WHAT TO DO:
From the data below, set down exactly the lines between the one holding "M136 280L202 199L172 145L81 191L83 236Z" and the one holding "M327 176L283 105L244", inclusive, and no others.

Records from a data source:
[Start of section]

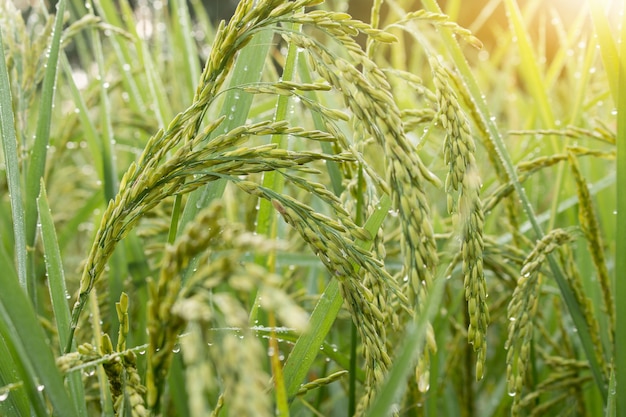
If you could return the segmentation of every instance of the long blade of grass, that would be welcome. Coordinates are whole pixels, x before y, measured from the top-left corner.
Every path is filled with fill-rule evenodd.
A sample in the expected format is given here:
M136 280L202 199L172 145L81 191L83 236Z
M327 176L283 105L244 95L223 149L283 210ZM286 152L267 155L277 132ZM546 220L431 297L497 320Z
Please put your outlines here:
M52 310L57 325L59 340L67 340L70 328L70 309L67 305L67 287L65 286L65 273L63 272L63 262L57 240L48 196L43 180L41 181L41 192L37 199L39 221L41 222L41 240L44 247L44 261L46 264L46 274L48 276L48 290L52 300ZM79 372L69 375L69 389L74 406L79 411L79 415L86 416L85 391Z
M52 300L52 310L57 325L59 340L67 340L70 328L70 309L67 305L67 287L65 273L57 240L48 195L45 185L41 184L41 193L37 199L39 221L41 222L41 240L43 242L46 273L48 275L48 290Z
M427 10L431 12L441 13L441 9L439 8L439 5L435 0L423 0L422 3ZM481 121L486 127L489 134L489 139L492 141L498 153L498 157L500 158L506 170L507 176L513 184L515 192L521 202L522 208L526 213L526 216L528 217L528 221L530 222L533 231L535 232L536 238L541 239L544 236L543 230L537 220L537 217L535 216L532 205L530 204L530 200L526 195L526 191L518 180L517 172L515 171L511 156L509 155L506 146L504 145L504 141L502 140L502 136L500 135L500 131L498 130L498 127L494 122L495 118L491 117L491 112L489 111L489 108L485 101L485 96L482 94L480 87L478 86L478 83L476 82L476 79L472 74L469 64L465 60L465 56L461 51L461 47L449 29L441 28L440 33L445 41L446 47L448 48L448 52L452 56L452 59L454 60L454 63L456 64L459 73L461 74L465 82L470 96L474 100L478 113L481 117ZM554 279L559 286L561 295L563 296L563 300L565 301L569 313L574 321L574 325L576 326L577 334L585 352L587 361L589 362L589 366L596 382L596 386L598 387L602 398L604 399L604 401L606 401L608 395L608 378L606 375L604 375L604 371L600 367L595 356L595 351L597 349L601 349L601 347L595 346L593 344L589 329L584 319L583 312L578 305L576 298L574 297L572 289L569 287L567 281L565 280L564 273L560 265L557 263L554 256L552 255L548 256L548 262L550 264L552 274L554 275Z
M625 7L622 5L622 7ZM622 10L617 97L617 232L615 233L615 380L617 415L626 416L626 16ZM607 69L611 72L611 69Z
M33 306L17 280L6 279L0 291L0 336L37 416L48 416L44 393L55 415L77 416Z
M13 244L17 260L17 277L22 288L27 289L26 223L22 203L22 187L20 185L11 85L3 45L2 31L0 31L0 134L2 135L2 150L4 152L9 199L11 200L11 212L13 214ZM8 274L0 274L0 282L7 279L9 279Z
M111 104L107 92L108 82L106 80L106 69L104 63L104 53L102 51L102 41L100 33L93 29L91 33L92 48L99 73L100 90L100 129L99 154L102 159L104 199L106 202L115 198L117 194L117 174L115 167L115 156L113 149L113 128L111 125Z
M72 67L70 66L67 57L61 57L61 65L63 66L63 72L65 74L65 85L67 85L68 90L72 94L72 98L74 100L74 105L76 106L76 112L78 114L78 119L80 120L81 126L83 128L83 136L85 138L85 142L87 142L87 146L93 155L93 164L95 166L96 172L98 173L98 178L100 181L104 182L104 168L102 166L102 158L98 158L99 152L99 136L96 126L91 121L89 117L89 110L87 108L87 104L83 99L83 96L80 93L80 90L76 86L74 82L74 78L72 75Z
M372 236L376 236L390 207L391 200L385 195L381 199L376 211L372 213L363 226ZM357 241L357 245L361 248L368 249L372 245L372 241L359 240ZM285 362L283 372L289 398L293 398L298 392L300 384L317 357L320 346L322 346L326 335L335 322L335 318L342 305L343 298L339 291L339 283L336 279L332 279L311 314L307 331L298 338L298 341Z
M6 259L0 258L0 265ZM12 271L15 279L15 271ZM26 416L29 413L28 397L20 381L20 376L13 362L11 351L3 338L0 338L0 415Z
M615 369L611 369L609 378L609 398L606 401L605 417L615 417L617 415L617 387L615 381Z
M0 304L0 316L3 313L4 308ZM3 345L1 351L6 354L5 360L2 362L2 365L6 367L2 369L2 374L3 376L9 374L9 377L15 377L17 383L22 384L23 389L14 391L12 395L16 395L15 399L18 401L24 401L24 399L27 401L26 409L28 411L25 415L45 415L43 396L41 393L37 393L37 385L33 384L30 379L30 376L34 374L32 364L25 363L18 358L19 353L17 351L23 349L20 349L19 342L11 336L12 334L14 334L14 329L11 328L10 324L4 320L0 321L0 339Z
M39 196L40 179L43 177L46 169L46 156L48 154L53 110L52 102L54 101L56 90L65 4L66 0L60 0L57 4L52 41L48 51L48 62L46 63L46 72L41 88L41 100L37 112L35 143L28 160L28 174L26 176L26 241L31 246L35 242L35 232L37 230L37 197ZM34 291L34 289L29 290Z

[End of section]

RESULT OF THIS TASK:
M136 280L202 199L172 145L81 191L83 236Z
M327 176L283 105L244 95L223 149L283 210ZM286 152L267 155L277 132ZM546 220L431 297L497 320Z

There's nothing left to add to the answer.